* _Excerpts from point annotation records_:
______________________________
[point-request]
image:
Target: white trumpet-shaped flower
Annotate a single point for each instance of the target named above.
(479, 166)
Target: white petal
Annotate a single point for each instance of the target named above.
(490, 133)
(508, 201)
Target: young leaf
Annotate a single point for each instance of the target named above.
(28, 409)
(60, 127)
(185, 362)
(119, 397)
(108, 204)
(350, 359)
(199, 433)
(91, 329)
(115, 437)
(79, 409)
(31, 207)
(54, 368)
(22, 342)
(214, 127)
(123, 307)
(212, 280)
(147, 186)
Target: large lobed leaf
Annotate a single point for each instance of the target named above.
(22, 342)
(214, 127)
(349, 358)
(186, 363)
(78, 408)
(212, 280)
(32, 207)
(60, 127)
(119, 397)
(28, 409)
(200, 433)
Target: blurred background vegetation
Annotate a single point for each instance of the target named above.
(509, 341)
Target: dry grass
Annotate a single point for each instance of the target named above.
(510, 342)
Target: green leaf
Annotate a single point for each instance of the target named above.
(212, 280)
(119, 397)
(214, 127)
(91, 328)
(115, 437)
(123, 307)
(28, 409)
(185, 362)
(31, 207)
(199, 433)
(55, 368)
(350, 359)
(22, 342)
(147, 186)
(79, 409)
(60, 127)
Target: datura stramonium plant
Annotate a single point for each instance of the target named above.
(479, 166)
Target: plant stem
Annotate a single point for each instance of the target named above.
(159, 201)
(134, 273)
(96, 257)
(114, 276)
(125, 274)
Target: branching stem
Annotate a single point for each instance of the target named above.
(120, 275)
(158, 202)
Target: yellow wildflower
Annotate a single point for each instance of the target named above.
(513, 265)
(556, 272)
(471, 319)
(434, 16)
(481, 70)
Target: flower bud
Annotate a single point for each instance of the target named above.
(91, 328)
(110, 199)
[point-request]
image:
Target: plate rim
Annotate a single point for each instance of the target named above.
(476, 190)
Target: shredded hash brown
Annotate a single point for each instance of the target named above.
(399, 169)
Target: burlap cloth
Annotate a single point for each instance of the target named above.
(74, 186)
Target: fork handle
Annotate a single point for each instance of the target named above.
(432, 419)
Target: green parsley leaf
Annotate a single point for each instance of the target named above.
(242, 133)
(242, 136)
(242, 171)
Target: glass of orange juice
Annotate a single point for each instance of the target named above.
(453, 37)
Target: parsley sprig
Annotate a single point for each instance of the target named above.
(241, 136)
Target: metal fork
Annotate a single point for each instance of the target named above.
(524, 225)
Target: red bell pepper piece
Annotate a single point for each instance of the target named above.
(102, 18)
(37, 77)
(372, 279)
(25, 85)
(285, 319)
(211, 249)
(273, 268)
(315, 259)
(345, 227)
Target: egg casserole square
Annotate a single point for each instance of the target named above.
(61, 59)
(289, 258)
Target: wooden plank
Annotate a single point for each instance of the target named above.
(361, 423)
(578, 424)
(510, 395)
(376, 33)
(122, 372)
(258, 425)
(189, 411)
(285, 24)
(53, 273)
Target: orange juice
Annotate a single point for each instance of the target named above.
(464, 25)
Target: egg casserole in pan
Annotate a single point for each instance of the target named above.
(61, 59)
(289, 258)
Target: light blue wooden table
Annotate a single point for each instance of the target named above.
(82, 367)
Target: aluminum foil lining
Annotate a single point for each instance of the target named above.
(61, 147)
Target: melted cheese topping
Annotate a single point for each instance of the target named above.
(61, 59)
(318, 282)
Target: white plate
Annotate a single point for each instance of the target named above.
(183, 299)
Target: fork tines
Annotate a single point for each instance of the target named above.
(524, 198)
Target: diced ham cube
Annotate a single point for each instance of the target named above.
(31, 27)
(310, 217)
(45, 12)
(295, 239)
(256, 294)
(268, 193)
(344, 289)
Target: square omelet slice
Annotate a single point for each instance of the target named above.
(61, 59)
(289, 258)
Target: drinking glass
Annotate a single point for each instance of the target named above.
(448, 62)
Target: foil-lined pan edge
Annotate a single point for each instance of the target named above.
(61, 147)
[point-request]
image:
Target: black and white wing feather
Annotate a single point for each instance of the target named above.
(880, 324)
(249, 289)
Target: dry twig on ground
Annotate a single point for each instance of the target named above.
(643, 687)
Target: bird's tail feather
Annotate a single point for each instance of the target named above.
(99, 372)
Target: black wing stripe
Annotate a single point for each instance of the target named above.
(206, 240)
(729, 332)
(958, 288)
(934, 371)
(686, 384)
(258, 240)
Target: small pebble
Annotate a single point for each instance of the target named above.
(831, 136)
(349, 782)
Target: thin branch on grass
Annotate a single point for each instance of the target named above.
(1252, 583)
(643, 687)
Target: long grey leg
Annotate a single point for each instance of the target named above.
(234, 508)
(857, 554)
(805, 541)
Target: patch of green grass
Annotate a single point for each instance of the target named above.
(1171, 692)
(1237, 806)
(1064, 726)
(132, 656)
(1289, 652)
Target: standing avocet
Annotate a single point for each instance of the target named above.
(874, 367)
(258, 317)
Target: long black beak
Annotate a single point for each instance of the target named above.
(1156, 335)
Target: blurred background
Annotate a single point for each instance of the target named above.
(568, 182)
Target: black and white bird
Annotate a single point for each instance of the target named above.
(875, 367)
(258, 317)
______________________________
* _EXERCISE AIM_:
Arrange every line of the records above as a JSON list of strings, one string per line, omitting blank lines.

* _EXPECTED OUTPUT_:
[
  "[point-request]",
  "image:",
  "Target: white trumpet-shaped flower",
  "Annotate a single point for each instance of the target named above.",
  "(479, 166)",
  "Target: white petal",
  "Annotate a single point for each instance of the target named above.",
  "(490, 133)",
  "(508, 201)",
  "Target: young leaf",
  "Annotate a single point for each instance of the target named above.",
  "(28, 409)",
  "(60, 127)",
  "(185, 362)",
  "(119, 397)",
  "(108, 204)",
  "(350, 359)",
  "(199, 433)",
  "(91, 329)",
  "(115, 437)",
  "(79, 409)",
  "(31, 207)",
  "(54, 368)",
  "(22, 342)",
  "(214, 127)",
  "(123, 307)",
  "(212, 280)",
  "(147, 186)",
  "Target: large lobed leaf",
  "Annotate a single point for each instance of the target named above.",
  "(22, 342)",
  "(214, 127)",
  "(349, 358)",
  "(186, 363)",
  "(78, 408)",
  "(212, 280)",
  "(32, 207)",
  "(60, 127)",
  "(119, 397)",
  "(28, 409)",
  "(200, 433)",
  "Target: blurred background vegetation",
  "Annotate a single point for each instance of the target named above.",
  "(509, 341)",
  "Target: dry grass",
  "Annotate a single point for each instance of the target named above.",
  "(510, 342)",
  "Target: green leaf",
  "Annotate a single point for each instance of the target named above.",
  "(212, 280)",
  "(119, 397)",
  "(214, 127)",
  "(91, 328)",
  "(115, 437)",
  "(123, 307)",
  "(28, 409)",
  "(185, 362)",
  "(31, 207)",
  "(199, 433)",
  "(55, 368)",
  "(350, 359)",
  "(22, 342)",
  "(147, 186)",
  "(79, 409)",
  "(60, 127)",
  "Target: datura stramonium plant",
  "Annotate a single point for each instance of the target named above.",
  "(479, 166)",
  "Target: plant stem",
  "Annotate a single point for each instance of the target named above.",
  "(159, 201)",
  "(134, 273)",
  "(96, 257)",
  "(114, 276)",
  "(125, 274)",
  "Target: branching stem",
  "Annotate a single point for each instance of the target named above.",
  "(120, 275)",
  "(158, 202)",
  "Target: yellow wildflower",
  "Annotate a single point for each instance of the target named above.",
  "(513, 265)",
  "(556, 272)",
  "(471, 319)",
  "(434, 16)",
  "(481, 70)",
  "Target: flower bud",
  "Annotate a single point for each instance of the target named above.",
  "(91, 328)",
  "(110, 199)",
  "[point-request]",
  "image:",
  "Target: plate rim",
  "Annotate a single point for each instance of the target named above.",
  "(476, 190)",
  "Target: shredded hash brown",
  "Annotate a single point for each instance of the target named above.",
  "(399, 169)",
  "Target: burlap cloth",
  "Annotate a single point for each instance of the target named above.",
  "(74, 186)",
  "Target: fork handle",
  "Annotate a single point for each instance of the target named above.",
  "(432, 419)",
  "Target: green parsley leaf",
  "Annotate a single point for each instance of the target named above.",
  "(242, 133)",
  "(242, 136)",
  "(242, 171)",
  "Target: glass of orange juice",
  "Annotate a single point for each instance of the target named above.",
  "(453, 37)",
  "Target: parsley sprig",
  "Annotate a single point for each instance of the target named above.",
  "(241, 136)",
  "Target: metal fork",
  "Annotate a single point for each instance of the target named above.",
  "(524, 225)",
  "Target: red bell pepper piece",
  "Annotate a single point for each instance of the target named above.",
  "(102, 18)",
  "(37, 77)",
  "(372, 279)",
  "(25, 85)",
  "(285, 319)",
  "(211, 249)",
  "(273, 268)",
  "(315, 259)",
  "(345, 227)",
  "Target: egg casserole square",
  "Annotate a single point for each instance of the target named above.",
  "(61, 59)",
  "(289, 258)",
  "Target: wooden plank",
  "Annotate a single point for each instance of the target named above.",
  "(361, 423)",
  "(578, 424)",
  "(510, 395)",
  "(376, 33)",
  "(122, 372)",
  "(258, 425)",
  "(189, 411)",
  "(285, 24)",
  "(53, 273)",
  "Target: orange juice",
  "Annotate a single point for each instance of the target named above.",
  "(464, 25)",
  "Target: egg casserole in pan",
  "Annotate a single point for each instance of the target named above.",
  "(61, 59)",
  "(289, 258)",
  "Target: light blue wooden table",
  "Annotate a single point for each instance of the target named above.",
  "(82, 367)",
  "Target: aluminum foil lining",
  "Annotate a single point for each instance of the target named above.",
  "(61, 147)",
  "Target: melted cheese topping",
  "Annotate a single point for each instance of the target named above.",
  "(61, 59)",
  "(318, 282)",
  "Target: white plate",
  "Annotate a single point for each instance of the target named above.",
  "(183, 299)",
  "Target: fork tines",
  "Annotate a single point for each instance of the target named above.",
  "(524, 198)",
  "Target: diced ham cube",
  "Annotate a single point for each instance of the target named above.",
  "(31, 27)",
  "(310, 217)",
  "(45, 12)",
  "(295, 239)",
  "(256, 294)",
  "(268, 193)",
  "(344, 289)",
  "Target: square omelet slice",
  "Annotate a single point for each instance of the target named above.",
  "(61, 59)",
  "(289, 258)",
  "Target: drinking glass",
  "Annotate a single point for each instance of the target named above.",
  "(448, 62)",
  "Target: foil-lined pan edge",
  "Annotate a single point for each instance of the target named above.",
  "(61, 147)",
  "[point-request]",
  "image:",
  "Target: black and white wing feather",
  "Annotate a single point for each instance of the target named above.",
  "(880, 324)",
  "(249, 289)",
  "Target: dry twig on ground",
  "Annotate a single point for each instance of the target named above.",
  "(643, 687)",
  "Target: bird's tail feather",
  "Annotate a single point for each instance of the target named above.",
  "(99, 372)",
  "Target: black wing stripe",
  "Annotate a single point for each instance of the target named above.",
  "(206, 240)",
  "(729, 332)",
  "(958, 288)",
  "(934, 371)",
  "(686, 384)",
  "(258, 240)",
  "Target: small pebble",
  "Annotate a single point for each instance of the target named above.",
  "(831, 136)",
  "(349, 782)",
  "Target: thin branch on grass",
  "Annotate a single point for each instance of the target named above.",
  "(1252, 583)",
  "(643, 687)",
  "Target: long grey leg",
  "Annotate a single point for each instance of the target named above.",
  "(234, 508)",
  "(857, 554)",
  "(805, 541)",
  "Target: patch of green grass",
  "Annotate a single point for each instance of the target named above.",
  "(1171, 692)",
  "(1237, 806)",
  "(1064, 726)",
  "(132, 656)",
  "(1289, 652)",
  "Target: standing avocet",
  "Annotate a single point for each instance of the target named above.",
  "(874, 367)",
  "(258, 317)",
  "Target: long black beak",
  "Annotate a single point for each instance of the target named above.",
  "(1156, 335)",
  "Target: blurred background",
  "Annotate a single point for each instance of the target named above.",
  "(568, 182)",
  "Target: black and white bird",
  "Annotate a single point for each instance of the target named above.",
  "(875, 367)",
  "(258, 317)"
]